RE: My own experiences..
by RawMustard on Wed 9th Aug 2006 11:31 UTC in reply to "My own experiences.."
RawMustard Member since:
2005-10-10

Perhaps when kiwis learn to pronounce english correctly, speech recognition software may have a slight chance at working properly. Being married to one, I'm constantly asking her to repeat what she just said. I'm afraid that Fushun chups or suxdi sux don't count as proper english ;)

Edited 2006-08-09 11:38

Reply Score: 5

RE[2]: My own experiences..
by iangibson on Wed 9th Aug 2006 15:33 UTC in reply to "RE: My own experiences.."
iangibson Member since:
2005-09-25

So what is the 'correct' pronunciation of English? Let me suggest that it is certainly not the way Americans speak.

Not that there is a 'way' - there are many regional accents across the USA just as there are in Britain and elsewhere across the English-speaking world.

For speech recognition software to be remotely useful, it surely must be able to accommodate all of the many accents that are out there.

Reply Score: 1

RE[3]: My own experiences..

**Required tasks**
**A)** Write out the forum thread from "So what is the" to "the English-speaking world.", renaming "Americans" as "Canadians" wherever it appears.
**B)** Collect each line of the listing that contains the word "curly".
The forum thread and the listing come from unrelated sources.

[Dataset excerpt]
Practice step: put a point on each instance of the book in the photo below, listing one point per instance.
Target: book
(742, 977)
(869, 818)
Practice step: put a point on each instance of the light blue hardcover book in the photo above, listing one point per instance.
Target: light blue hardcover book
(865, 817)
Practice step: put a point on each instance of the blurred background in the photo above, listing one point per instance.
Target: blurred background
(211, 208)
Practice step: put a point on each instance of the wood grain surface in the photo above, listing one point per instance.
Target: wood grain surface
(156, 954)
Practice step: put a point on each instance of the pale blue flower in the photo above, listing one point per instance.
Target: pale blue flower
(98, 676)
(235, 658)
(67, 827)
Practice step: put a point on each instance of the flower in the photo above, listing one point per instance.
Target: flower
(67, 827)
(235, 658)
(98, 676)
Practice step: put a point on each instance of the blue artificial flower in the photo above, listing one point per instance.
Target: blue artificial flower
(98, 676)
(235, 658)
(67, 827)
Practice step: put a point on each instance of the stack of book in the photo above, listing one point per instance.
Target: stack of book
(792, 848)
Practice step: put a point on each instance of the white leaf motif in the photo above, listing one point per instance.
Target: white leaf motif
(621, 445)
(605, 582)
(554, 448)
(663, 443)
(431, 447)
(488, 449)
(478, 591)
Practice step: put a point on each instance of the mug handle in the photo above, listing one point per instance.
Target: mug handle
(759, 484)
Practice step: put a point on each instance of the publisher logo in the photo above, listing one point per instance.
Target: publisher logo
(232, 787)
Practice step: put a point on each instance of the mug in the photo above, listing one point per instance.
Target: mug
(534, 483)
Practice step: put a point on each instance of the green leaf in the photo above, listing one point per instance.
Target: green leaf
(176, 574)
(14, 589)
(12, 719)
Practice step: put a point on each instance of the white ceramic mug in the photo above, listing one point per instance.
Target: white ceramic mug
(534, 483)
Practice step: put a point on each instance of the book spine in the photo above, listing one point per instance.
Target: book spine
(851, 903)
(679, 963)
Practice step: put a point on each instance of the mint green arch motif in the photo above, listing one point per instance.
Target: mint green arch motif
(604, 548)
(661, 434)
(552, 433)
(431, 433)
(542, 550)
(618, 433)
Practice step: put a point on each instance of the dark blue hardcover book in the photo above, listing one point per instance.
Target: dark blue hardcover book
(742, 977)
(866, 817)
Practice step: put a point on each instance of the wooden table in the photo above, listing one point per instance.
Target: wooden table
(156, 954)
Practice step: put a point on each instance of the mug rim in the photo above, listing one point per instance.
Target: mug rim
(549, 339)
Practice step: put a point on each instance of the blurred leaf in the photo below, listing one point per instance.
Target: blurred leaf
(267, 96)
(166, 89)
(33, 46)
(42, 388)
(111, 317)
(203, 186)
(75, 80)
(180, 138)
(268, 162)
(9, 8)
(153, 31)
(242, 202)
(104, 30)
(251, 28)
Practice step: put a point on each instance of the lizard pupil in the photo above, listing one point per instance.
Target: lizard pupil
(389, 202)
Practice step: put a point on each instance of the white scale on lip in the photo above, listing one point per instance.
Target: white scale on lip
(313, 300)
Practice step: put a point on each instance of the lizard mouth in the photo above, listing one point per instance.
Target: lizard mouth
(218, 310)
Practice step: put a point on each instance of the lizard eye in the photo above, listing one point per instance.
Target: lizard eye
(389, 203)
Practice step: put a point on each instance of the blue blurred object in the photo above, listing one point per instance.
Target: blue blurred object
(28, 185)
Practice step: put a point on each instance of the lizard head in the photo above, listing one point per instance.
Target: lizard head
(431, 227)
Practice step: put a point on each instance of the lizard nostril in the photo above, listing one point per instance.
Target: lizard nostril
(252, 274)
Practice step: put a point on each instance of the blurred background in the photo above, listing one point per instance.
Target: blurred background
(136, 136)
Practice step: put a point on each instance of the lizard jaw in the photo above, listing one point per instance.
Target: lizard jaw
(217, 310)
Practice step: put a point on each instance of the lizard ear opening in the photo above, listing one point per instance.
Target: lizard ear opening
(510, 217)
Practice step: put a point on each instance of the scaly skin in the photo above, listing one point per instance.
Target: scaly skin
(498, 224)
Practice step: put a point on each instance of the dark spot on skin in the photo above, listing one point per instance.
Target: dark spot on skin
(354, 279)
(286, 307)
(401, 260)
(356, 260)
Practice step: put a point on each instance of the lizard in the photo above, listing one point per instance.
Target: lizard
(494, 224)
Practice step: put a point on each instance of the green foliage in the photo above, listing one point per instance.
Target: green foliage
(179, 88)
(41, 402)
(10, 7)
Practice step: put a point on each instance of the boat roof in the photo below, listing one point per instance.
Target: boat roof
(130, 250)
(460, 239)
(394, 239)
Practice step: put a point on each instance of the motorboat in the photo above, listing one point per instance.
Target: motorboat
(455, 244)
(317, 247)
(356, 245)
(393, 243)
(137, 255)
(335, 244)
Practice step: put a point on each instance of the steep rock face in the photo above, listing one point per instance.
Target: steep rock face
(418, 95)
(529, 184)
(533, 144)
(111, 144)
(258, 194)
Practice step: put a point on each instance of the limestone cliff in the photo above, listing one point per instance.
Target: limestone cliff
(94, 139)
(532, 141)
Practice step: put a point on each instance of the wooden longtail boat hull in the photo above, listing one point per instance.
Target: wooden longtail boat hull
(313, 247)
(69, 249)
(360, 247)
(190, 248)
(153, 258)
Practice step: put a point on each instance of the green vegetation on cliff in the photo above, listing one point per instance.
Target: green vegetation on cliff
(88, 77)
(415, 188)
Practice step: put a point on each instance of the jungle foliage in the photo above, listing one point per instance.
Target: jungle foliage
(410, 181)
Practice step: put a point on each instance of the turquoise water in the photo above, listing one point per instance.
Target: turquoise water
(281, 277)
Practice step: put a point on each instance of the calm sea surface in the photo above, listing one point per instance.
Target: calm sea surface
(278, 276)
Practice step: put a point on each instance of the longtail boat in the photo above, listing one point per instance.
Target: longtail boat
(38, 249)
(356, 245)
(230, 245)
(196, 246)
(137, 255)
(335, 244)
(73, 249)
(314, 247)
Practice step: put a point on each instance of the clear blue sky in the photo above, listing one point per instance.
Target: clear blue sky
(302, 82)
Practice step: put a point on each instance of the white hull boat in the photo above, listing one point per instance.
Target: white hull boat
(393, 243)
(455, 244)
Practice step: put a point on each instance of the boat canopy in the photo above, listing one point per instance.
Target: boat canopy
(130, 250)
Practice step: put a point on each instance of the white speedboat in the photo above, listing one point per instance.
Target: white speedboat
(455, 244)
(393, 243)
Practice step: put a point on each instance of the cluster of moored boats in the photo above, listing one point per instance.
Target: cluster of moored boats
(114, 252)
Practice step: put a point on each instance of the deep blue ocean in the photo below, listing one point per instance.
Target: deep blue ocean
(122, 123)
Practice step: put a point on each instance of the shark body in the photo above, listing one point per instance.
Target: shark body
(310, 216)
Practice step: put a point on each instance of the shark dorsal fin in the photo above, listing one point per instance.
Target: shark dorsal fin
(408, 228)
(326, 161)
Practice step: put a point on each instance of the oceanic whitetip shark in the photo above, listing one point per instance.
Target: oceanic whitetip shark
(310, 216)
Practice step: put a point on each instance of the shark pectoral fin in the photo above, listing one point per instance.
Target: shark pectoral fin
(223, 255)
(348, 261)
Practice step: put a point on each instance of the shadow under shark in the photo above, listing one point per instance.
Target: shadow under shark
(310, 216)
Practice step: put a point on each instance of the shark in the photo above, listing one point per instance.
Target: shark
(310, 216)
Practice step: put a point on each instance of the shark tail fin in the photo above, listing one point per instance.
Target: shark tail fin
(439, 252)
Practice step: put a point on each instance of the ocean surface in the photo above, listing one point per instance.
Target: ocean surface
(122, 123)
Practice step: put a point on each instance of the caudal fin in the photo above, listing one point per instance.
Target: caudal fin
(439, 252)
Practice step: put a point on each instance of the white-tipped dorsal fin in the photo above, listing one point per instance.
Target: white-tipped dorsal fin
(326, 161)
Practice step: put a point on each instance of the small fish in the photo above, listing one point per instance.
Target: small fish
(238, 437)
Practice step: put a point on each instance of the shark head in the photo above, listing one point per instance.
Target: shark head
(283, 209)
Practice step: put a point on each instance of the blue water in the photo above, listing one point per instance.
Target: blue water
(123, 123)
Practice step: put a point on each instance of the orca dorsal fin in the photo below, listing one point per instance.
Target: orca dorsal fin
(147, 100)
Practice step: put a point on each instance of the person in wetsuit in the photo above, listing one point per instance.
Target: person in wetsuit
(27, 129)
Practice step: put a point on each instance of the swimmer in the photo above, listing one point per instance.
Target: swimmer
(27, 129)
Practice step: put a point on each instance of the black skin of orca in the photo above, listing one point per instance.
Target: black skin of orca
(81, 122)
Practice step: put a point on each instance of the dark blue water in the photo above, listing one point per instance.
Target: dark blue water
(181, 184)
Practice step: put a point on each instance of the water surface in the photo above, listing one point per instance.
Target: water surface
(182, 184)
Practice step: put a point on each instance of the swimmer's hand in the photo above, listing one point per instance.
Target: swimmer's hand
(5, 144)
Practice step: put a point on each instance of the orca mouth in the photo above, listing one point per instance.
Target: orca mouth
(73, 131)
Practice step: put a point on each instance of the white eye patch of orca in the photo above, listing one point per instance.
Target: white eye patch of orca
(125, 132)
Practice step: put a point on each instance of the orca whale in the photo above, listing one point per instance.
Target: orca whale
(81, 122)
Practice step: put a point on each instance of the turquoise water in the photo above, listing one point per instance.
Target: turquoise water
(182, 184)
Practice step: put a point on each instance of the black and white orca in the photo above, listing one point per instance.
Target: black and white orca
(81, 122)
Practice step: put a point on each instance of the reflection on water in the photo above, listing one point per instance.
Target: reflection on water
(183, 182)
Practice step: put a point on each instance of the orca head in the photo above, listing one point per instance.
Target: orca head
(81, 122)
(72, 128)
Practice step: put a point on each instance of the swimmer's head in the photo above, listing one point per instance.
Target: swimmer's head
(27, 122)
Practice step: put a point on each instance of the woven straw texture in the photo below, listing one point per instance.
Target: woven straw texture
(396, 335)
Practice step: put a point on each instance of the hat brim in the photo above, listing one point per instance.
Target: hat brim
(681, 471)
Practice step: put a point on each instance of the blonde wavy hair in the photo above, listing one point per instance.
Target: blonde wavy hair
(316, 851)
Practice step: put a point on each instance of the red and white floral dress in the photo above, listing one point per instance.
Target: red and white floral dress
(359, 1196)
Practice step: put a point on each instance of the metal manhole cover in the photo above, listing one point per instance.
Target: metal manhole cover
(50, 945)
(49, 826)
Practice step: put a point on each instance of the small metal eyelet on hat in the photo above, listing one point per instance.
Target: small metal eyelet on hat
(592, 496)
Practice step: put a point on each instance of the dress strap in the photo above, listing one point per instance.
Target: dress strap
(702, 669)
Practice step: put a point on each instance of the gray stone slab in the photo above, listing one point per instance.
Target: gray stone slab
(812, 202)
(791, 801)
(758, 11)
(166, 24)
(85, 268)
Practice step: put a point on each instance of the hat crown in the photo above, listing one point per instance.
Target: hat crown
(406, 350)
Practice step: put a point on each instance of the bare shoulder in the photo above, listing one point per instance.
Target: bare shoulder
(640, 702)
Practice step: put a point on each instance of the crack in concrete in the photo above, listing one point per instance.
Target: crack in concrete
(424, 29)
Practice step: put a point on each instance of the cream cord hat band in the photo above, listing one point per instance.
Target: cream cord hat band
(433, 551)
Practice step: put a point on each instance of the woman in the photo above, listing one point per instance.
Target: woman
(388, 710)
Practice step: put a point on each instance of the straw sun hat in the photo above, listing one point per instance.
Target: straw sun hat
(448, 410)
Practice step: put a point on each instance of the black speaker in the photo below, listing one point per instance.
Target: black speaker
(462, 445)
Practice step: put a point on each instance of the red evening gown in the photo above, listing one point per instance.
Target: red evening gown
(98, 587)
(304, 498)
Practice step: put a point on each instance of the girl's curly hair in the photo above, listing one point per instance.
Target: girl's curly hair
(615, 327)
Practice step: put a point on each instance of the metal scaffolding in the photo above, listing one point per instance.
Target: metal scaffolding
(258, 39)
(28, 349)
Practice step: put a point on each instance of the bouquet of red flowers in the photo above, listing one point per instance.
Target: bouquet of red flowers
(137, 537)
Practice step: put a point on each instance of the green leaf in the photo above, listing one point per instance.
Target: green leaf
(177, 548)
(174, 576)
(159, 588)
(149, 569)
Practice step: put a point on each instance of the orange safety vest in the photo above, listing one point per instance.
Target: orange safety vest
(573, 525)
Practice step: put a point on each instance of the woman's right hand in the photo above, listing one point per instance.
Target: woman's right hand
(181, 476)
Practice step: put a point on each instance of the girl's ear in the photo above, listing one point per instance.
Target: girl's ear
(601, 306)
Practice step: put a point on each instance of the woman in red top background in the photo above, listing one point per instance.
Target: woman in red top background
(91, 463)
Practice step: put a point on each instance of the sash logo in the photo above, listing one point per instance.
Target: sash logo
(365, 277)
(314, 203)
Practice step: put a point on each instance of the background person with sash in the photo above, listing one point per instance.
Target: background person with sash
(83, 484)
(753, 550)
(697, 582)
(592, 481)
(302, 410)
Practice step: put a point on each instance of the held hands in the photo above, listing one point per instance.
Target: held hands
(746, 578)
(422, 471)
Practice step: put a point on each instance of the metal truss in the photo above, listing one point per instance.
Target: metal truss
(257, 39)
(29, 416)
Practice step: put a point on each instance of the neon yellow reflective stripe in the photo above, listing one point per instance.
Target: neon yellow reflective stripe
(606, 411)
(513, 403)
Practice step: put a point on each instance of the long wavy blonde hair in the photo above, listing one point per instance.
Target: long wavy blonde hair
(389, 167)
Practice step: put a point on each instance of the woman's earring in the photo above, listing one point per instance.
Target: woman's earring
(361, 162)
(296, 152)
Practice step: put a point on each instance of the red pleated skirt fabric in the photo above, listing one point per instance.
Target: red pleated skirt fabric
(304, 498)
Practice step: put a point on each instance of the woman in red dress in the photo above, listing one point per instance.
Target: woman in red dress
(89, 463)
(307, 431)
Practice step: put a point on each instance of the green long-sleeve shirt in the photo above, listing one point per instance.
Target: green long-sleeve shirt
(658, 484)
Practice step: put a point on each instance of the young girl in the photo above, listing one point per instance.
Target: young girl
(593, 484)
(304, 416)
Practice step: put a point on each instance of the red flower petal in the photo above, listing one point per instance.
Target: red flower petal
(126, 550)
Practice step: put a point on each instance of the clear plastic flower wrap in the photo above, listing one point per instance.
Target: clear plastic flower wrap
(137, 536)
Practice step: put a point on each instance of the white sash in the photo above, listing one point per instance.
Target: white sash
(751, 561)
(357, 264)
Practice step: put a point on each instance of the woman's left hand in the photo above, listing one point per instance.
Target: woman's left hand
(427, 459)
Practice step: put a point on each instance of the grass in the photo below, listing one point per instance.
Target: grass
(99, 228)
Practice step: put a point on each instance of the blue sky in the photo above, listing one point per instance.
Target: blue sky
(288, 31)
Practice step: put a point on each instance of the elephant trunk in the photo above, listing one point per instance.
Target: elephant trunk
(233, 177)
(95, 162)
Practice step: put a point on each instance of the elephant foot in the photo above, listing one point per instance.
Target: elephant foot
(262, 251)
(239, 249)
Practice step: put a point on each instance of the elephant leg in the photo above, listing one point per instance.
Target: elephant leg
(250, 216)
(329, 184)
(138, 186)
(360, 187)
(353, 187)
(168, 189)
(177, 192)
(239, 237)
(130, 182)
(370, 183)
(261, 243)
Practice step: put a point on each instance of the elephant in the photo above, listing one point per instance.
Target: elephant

**Exercise answers**
**A)**
So what is the 'correct' pronunciation of English? Let me suggest that it is certainly not the way Canadians speak.

Not that there is a 'way' - there are many regional accents across the USA just as there are in Britain and elsewhere across the English-speaking world.

**B)**
Practice step: put a point on each instance of the girl's curly hair in the photo above, listing one point per instance.
Target: girl's curly hair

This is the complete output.